▸ Problem statement
Retype the entries word for word, leaving nothing out.

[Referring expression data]
=== Begin Enclosure ===
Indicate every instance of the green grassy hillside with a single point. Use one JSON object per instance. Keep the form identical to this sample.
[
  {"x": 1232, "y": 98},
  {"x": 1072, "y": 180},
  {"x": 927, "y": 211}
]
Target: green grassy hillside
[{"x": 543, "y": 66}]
=== End Enclosure ===
▸ Your solution
Indicate every instance of the green grassy hillside with a single point. Use one JSON object per instance. Keep the form identical to this sample.
[
  {"x": 1232, "y": 98},
  {"x": 1072, "y": 180},
  {"x": 927, "y": 211}
]
Target: green grassy hillside
[{"x": 543, "y": 66}]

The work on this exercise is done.